◆ Yönergeler:
1. Narin Güran cinayeti üzerine yazıyı iki cümleyle özetleyin.
2. Narin Güran cinayeti üzerine yazıya göre aşağıdaki soruları cevaplayın.
(a) Narin kaç yaşındaydı ve hangi tarihte kayboldu?
(b) Narin'in cenaze töreninde sözleri aktarılan kişi kimdir?
(c) Cinayeti takip etmek üzere yürüyüş düzenleyen parti hangisidir?
3. Lütfen Narin Güran cinayeti üzerine yazıyı son cümlesinden sonra sürdürün.

◆ Belge bölümü:
────────────────────

Narin’e Ağladılar, Kendi Cinayetlerine Ağlamak Daha Nasip Olmadı!

Diyarbakır’da 21 Ağustos’ta ‘kaybolan’ sekiz yaşındaki Narin Güran’in cinayeti bütün ülkenin gündeminde ve kamuoyu büyük bir hassasiyetle takip etmektedir. Türkiye medyasının son zamanlarda gösterdiği en kıymetli çaba, bu cinayeti gündemlerinde tutması olsa gerek. Cinayet konusunda söylenebilecek en kıymetli sözü Narin’in cenaze töreninde il müftüsü ifade etti. “Bugün burada musallada yatan bizim vicdanımızdır, insanlığımızdır. Cenabı Hak bizi vicdan sahibi insanlardan eylesin.

Vicdan sahibi insanlardan olmak…

Başka çocukların ölümünde gösterilemeyen tepkiye bakıldığında Narin’e ağlayan her insanın vicdan sahibi olduğunu ifade etmek gerçekten zor. Türkiye’de öyle bir kesim var ki çocuğun failine göre tepkileri değişmektedir. Bu tutarsızlık Narin’in cinayetinde apaçık ortaya çıktı. Bu tutumu tutarsızlığı da aşan bir ahlâksızlık olarak tanımlamak mümkün.

Kimse kusura bakmasın.

Narin için vicdan ve merhamet dolu mesajlar veren bir kesim var ki insan gerçekten hayret ediyor. Burada rahatsız edici olan her çocuk için aynı duyarlılığın gösterilmemesi değildir; ellerinde çocuk kanı olmasındandır. Kendilerinin öldürdüğü, ölüme gönderdiği, silahlı kamplarına aldıkları, ellerine silah verdikleri çocuklara ağlamayanların Narin’e ağlaması, onun için insanların vicdanına seslenmesi tuhaf bir durumdur. En basit tabiri ile “hadi oradan” dedirtecek bir tutumdur.

Mecliste grubu bulunan Türkiye İşçi Partisi Genel Başkanı Erkan Baş, Narin cinayetini vahşice bulmakta ve faillerin adalet önünde hesap vermesi için mücadele edeceklerini belirtmektedir. Eski HDP Genel Başkanı Selahattin Demirtaş verdiği mesajda erdemden vicdandan bahsederek Narin’den af dilemektedir. DEM Partisi cinayeti takip etmek üzere yürüyüş düzenlemektedir. İnsan Hakları Derneği, Diyarbakır Barosu gibi birçok sivil toplum kuruluşu Narin için adalet çağrısı yapmaktadır. Bu örnekler çoğaltılabilir. Bütün bu çaba elbette takdir edilmelidir; bununla beraber özellikle failinin sol yapılar olduğu cinayetlerde kurban olan çocuklar da sorulmalıdır.

Türkiye’de şiddetle doğrudan veya dolaylı ilişkili sol yapıların Narin için çeşitli mesajlar vermesi, yürüyüşler yapması, gündemlerine alması bir takım soruları akıllara getirmektedir:

  • Narin çocuk olduğu için mi bu hassasiyet gösterilmektedir?

────────────────────

◆ Veri kümesi satırları:
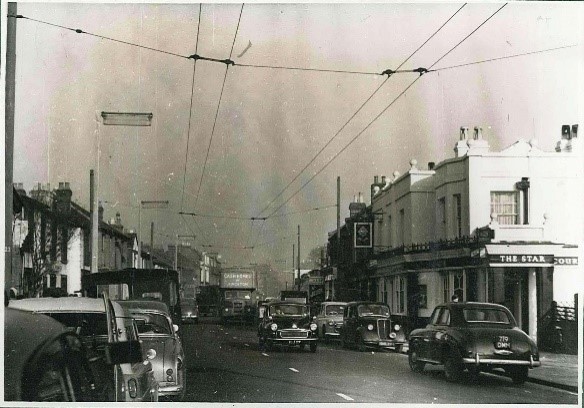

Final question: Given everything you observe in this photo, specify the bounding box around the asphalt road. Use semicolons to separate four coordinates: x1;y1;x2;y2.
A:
181;322;578;404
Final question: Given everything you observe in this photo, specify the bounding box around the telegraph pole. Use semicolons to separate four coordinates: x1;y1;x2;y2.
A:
298;225;300;290
2;2;16;280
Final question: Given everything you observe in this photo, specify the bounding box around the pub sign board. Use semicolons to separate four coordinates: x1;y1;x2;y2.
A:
353;222;373;248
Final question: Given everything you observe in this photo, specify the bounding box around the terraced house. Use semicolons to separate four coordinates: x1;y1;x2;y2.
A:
329;125;584;350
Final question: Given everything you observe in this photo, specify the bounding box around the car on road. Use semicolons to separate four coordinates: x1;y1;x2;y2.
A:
119;300;186;400
340;301;407;352
408;302;541;384
180;299;199;323
316;302;347;340
4;308;98;402
9;297;158;402
258;301;318;353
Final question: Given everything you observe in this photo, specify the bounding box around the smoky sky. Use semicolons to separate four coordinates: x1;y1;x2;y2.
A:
14;2;584;265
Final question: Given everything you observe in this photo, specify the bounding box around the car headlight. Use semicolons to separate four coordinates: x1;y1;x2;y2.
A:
128;378;138;398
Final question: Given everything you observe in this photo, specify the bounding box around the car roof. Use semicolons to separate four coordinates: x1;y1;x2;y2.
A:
8;297;106;312
118;300;170;316
4;308;66;401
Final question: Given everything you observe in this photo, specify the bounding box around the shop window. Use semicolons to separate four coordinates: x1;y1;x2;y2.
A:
442;273;451;302
491;191;519;225
452;194;462;238
418;285;428;309
452;271;464;302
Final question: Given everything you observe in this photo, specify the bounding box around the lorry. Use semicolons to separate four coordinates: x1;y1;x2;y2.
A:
219;268;257;323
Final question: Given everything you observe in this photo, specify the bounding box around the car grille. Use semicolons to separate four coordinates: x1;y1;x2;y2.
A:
377;320;390;340
280;330;308;339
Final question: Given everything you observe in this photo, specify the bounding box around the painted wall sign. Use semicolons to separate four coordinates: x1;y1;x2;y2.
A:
554;256;578;266
489;254;554;265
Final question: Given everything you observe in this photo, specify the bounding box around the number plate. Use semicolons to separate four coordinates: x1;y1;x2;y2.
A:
495;336;511;350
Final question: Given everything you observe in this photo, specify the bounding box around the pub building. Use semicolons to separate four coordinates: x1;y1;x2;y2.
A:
329;125;584;340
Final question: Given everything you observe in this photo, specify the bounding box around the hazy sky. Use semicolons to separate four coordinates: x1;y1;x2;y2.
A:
10;2;584;268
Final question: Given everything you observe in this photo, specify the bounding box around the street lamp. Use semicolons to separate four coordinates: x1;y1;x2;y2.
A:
91;111;153;273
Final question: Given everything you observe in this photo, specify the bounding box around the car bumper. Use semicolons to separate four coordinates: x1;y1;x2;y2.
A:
158;383;184;397
462;354;541;368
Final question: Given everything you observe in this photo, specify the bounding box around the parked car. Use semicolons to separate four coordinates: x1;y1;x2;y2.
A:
4;308;99;402
258;301;318;353
408;302;541;384
316;302;347;340
9;297;158;402
119;300;186;400
341;301;407;352
180;299;199;323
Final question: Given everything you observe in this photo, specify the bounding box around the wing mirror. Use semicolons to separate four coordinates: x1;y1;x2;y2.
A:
104;340;142;365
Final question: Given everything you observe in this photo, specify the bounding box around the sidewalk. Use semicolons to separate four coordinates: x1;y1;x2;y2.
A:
527;352;578;392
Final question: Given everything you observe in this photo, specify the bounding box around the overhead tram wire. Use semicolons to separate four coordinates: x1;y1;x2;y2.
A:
268;3;507;218
194;3;245;209
253;3;467;214
180;3;202;211
428;44;580;73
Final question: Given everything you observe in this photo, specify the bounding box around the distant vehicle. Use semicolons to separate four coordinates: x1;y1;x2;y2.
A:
280;290;308;305
315;302;347;340
81;268;182;324
408;302;541;384
4;308;101;402
9;297;158;402
219;268;257;323
180;298;199;323
341;302;406;352
119;300;186;401
258;301;318;353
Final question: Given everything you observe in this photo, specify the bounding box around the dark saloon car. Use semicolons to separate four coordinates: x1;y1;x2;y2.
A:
341;302;406;351
408;302;541;384
4;308;99;402
258;301;318;352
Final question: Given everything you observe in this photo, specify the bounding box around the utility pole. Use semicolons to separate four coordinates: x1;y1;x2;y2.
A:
298;225;300;290
150;222;154;269
89;169;99;273
2;2;17;278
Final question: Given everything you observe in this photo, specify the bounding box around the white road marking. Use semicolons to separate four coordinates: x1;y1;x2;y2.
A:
337;392;355;401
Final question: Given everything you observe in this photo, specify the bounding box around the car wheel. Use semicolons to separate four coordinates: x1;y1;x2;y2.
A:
506;366;528;385
408;350;426;373
444;353;463;382
357;336;367;352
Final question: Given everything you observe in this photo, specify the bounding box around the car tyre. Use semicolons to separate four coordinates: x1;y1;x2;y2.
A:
508;366;528;385
444;353;463;382
408;350;426;373
357;336;367;352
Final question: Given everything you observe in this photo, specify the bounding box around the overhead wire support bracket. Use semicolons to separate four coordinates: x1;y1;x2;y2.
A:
380;69;396;78
188;54;235;66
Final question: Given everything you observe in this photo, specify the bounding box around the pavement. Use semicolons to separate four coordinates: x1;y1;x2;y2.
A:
527;352;578;392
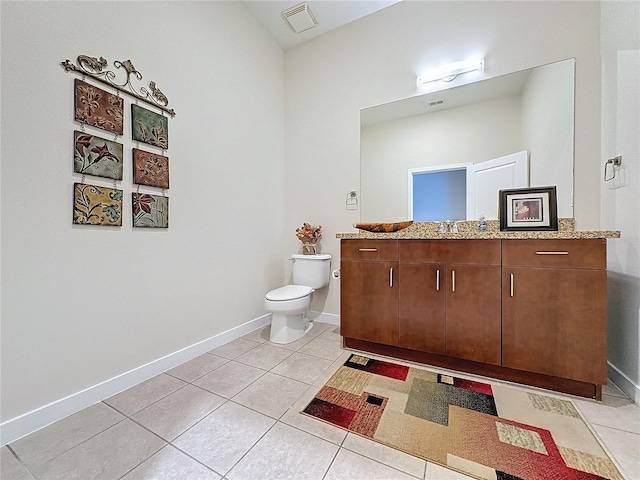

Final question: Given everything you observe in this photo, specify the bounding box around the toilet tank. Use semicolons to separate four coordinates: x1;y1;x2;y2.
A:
291;253;331;288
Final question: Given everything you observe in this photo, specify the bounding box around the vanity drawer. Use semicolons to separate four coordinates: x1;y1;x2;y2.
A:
340;240;398;261
398;240;500;265
502;239;607;269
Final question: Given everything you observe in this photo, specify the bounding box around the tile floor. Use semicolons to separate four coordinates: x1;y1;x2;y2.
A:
0;324;640;480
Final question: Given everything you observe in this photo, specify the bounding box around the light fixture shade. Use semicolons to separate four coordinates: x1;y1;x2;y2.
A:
416;58;484;87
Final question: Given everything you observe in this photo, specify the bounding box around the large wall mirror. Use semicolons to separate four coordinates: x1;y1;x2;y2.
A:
360;59;575;222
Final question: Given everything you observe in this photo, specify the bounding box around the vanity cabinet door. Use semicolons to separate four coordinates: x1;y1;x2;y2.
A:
340;258;399;345
502;267;607;385
446;264;502;365
398;263;445;355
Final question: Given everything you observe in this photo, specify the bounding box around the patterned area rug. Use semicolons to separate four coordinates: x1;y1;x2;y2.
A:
302;355;624;480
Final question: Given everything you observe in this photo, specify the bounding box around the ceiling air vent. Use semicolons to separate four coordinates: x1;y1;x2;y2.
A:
282;3;318;33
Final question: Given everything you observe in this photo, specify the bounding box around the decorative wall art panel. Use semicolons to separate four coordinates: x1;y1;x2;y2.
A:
131;104;169;149
73;130;124;180
132;193;169;228
133;148;169;188
75;79;124;135
73;183;123;227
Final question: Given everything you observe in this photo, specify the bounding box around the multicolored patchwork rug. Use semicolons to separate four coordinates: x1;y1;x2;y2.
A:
302;355;624;480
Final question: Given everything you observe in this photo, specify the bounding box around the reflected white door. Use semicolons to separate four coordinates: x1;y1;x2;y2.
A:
467;150;529;220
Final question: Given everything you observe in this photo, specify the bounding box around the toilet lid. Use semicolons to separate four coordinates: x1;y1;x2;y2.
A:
266;285;313;302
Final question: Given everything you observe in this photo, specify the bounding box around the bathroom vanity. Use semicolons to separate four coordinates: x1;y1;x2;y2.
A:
337;222;619;399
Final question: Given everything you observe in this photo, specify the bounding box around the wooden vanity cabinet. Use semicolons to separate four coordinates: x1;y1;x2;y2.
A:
340;240;398;345
502;239;607;385
340;238;607;399
398;240;501;365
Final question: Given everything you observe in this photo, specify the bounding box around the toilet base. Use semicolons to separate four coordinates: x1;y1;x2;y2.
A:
270;313;313;344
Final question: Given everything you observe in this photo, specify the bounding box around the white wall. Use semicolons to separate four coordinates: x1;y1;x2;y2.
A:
600;2;640;403
285;1;601;313
1;1;284;434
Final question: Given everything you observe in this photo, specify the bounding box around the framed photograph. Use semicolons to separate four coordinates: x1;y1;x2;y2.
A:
500;187;558;232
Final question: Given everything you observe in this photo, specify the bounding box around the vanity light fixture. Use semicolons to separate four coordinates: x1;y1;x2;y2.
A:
416;58;484;87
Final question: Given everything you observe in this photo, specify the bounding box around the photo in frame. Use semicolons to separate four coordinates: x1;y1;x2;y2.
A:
499;186;558;232
73;130;124;180
73;183;123;227
132;193;169;228
131;104;169;150
75;79;124;135
133;148;169;189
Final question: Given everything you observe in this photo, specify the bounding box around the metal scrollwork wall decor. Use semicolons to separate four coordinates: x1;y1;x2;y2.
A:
61;55;176;117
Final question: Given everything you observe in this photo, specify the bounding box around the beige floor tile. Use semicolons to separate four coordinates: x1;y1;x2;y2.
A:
235;343;293;370
342;433;427;478
0;447;34;480
593;425;640;480
10;403;125;468
424;462;473;480
313;350;351;390
324;448;416;480
173;402;276;478
266;335;315;351
104;373;186;416
574;395;640;434
308;322;335;337
165;353;229;383
232;372;308;418
298;337;344;361
194;361;266;398
209;338;260;360
131;385;227;441
240;325;271;343
120;445;222;480
227;423;338;480
34;419;166;480
319;325;342;342
271;352;333;385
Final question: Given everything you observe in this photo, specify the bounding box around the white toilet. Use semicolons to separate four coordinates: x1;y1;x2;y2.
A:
264;254;331;343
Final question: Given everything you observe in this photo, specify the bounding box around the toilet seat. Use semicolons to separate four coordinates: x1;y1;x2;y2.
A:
265;285;313;302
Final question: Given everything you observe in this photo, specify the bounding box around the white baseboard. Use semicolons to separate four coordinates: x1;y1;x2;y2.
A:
308;312;340;325
0;314;271;446
607;362;640;405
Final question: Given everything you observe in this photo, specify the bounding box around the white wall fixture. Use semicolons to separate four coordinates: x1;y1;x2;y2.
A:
416;58;484;87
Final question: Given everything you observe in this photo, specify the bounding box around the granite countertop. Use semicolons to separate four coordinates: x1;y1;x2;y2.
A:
336;218;620;240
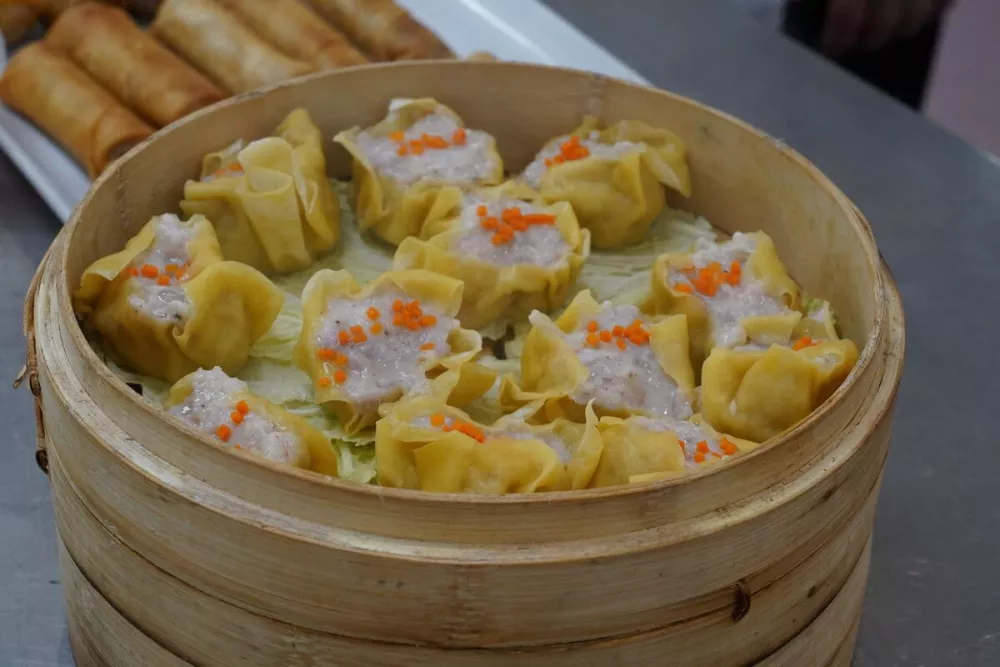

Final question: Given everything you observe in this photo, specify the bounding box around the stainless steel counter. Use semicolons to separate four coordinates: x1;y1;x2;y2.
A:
0;0;1000;667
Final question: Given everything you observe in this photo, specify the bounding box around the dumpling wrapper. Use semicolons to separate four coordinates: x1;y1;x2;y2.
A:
524;117;691;249
701;340;858;442
590;415;757;488
334;98;503;245
499;290;695;422
375;396;602;494
295;269;496;435
73;215;284;382
181;109;340;274
393;183;590;329
164;371;338;477
643;232;802;369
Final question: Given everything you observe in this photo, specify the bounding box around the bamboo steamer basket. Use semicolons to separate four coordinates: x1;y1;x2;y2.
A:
26;62;904;667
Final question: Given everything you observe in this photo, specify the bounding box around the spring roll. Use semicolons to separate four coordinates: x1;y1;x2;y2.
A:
152;0;313;93
219;0;368;69
300;0;455;60
45;2;223;127
0;42;153;178
0;5;41;45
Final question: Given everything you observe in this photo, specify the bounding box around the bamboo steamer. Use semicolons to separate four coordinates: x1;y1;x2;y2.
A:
26;62;903;667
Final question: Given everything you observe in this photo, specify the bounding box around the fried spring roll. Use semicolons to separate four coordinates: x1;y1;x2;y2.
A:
45;2;223;127
219;0;368;69
152;0;313;93
300;0;455;60
0;5;41;45
0;43;153;178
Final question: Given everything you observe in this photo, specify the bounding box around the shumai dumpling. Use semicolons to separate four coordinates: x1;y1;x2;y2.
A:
73;215;284;382
393;183;590;329
701;337;858;442
590;415;757;487
181;109;340;274
295;270;496;434
521;117;691;248
644;232;802;369
500;291;694;421
164;367;337;477
334;99;503;245
375;396;601;493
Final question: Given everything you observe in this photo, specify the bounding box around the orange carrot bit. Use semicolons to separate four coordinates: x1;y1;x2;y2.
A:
719;438;740;456
521;213;556;225
792;336;817;352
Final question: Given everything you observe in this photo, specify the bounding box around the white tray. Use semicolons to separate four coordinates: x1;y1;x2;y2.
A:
0;0;646;222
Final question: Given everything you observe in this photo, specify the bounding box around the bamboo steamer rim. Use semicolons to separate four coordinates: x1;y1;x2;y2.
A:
52;60;902;507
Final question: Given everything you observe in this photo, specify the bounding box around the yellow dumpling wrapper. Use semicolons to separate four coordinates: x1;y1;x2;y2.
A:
334;98;503;245
591;415;757;487
499;290;694;422
73;215;284;382
393;183;590;329
164;371;338;477
181;109;340;273
701;340;858;442
522;117;691;249
295;270;496;435
643;232;802;369
375;396;602;494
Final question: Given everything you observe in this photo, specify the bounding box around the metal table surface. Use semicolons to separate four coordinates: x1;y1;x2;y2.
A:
0;0;1000;667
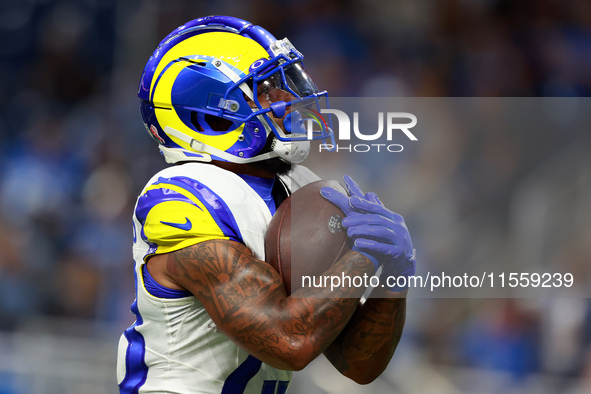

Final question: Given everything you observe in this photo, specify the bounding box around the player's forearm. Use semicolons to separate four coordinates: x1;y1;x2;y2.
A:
324;298;406;384
168;241;374;370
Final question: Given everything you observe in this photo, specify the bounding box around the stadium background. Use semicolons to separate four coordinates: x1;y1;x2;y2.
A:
0;0;591;394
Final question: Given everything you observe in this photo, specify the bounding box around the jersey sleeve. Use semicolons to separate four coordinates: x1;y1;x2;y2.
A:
135;177;243;259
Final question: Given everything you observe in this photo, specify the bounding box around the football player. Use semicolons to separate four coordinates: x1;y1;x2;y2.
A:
117;16;415;394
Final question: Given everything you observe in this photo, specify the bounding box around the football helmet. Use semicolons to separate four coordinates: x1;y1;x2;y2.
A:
138;16;335;163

────────────────────

◆ Alıştırma cevapları:
1. Diyarbakır'da 21 Ağustos'ta kaybolan sekiz yaşındaki Narin Güran'ın cinayeti bütün ülkenin gündeminde ve kamuoyu tarafından büyük bir hassasiyetle takip ediliyor. Yazar, tepkileri çocuğun failine göre değişen ve ölüme gönderdikleri, ellerine silah verdikleri çocuklara ağlamadıkları hâlde Narin için adalet çağrısı yapan kesimlerin tutumunu tutarsızlığı da aşan bir ahlaksızlık olarak görüyor.

2.
(a) Sekiz yaşındaydı; 21 Ağustos'ta kayboldu.
(b) İl müftüsü.
(c) DEM Partisi.

3.
Eğer öyleyse başta KCK/PKK olmak üzere silahlı yapılanmaların doğrudan öldürdüğü, eline silah verip çatışmalara gönderdiği çocuklar için de aynı hassasiyetin gösterilmesi gerekmez mi? Google’dan yapılacak basit bir aramada veya uluslararası raporlara bakıldığında çocuk yaşta birçok insanın KCK tarafından silahlandırıldığı görülecektir. Doğrudan KCK saldırılarında öldürülen birçok çocuk haberi bulunmakla birlikle, KCK’nın “kahraman” olarak ilan ettiği hayatını kayıp eden çocuk görüntüleri de bulunmaktadır. Dahası KCK’ye yakınlığından rahatsız olmayan, kendilerini bu yapılanmanın içinde gören DEM Parti’sinin Diyarbakır il binası önünde çocukları için nöbet tutan ailelerin direnişi 6. yılını doldurmaktadır. Diğer taraftan Aytekin Yılmaz’ın Onlar Daha Çocuktu isimli kitabı sol örgütler tarafından öldürülen birçok insanın, yani çocuk cinayetlerini konu edinmektedir. Narin çocuk olduğu için bir hassasiyet gösteriliyorsa bu şekilde ölen, öldürülen çocuklar da aynı hassasiyeti hak etmiyor mu?

  • Narin’in ölümünde siyasî bir gerekçe olmamasından dolayı mı bu hassasiyet gösterilmektedir?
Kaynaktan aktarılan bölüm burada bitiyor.